## [Stated problem]
Reproduce the records character for character, starting with the line that contains "Each instance receives one keypoint. Mark the distant" and going on through the line that contains "Target: distant hillside".
— begin —
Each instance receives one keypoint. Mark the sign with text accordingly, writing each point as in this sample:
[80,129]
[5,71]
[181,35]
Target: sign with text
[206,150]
— end —
— begin —
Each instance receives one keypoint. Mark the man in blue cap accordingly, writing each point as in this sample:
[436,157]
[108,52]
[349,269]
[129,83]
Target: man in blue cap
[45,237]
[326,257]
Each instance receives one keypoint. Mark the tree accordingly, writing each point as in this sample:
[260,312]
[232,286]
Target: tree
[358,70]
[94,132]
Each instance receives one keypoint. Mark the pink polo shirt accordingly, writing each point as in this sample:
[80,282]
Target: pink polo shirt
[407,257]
— end —
— begin —
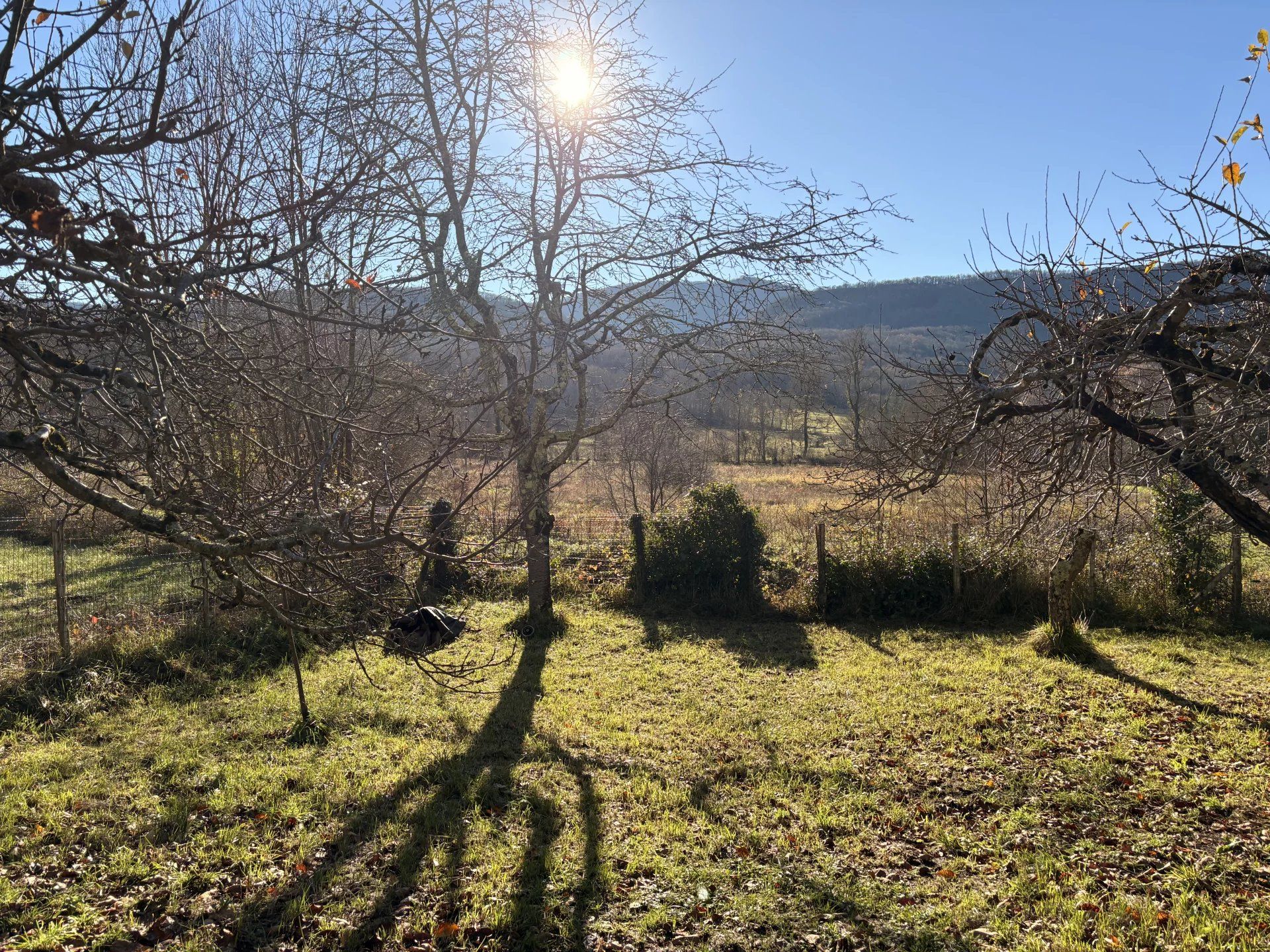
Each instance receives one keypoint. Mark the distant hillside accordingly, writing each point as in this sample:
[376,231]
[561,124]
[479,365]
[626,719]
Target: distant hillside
— end —
## [Answer below]
Each instance receives one keypoint. Mark the distant hillside accordingly, writing each point as in this sample:
[376,231]
[561,124]
[479,365]
[626,719]
Target: distant hillside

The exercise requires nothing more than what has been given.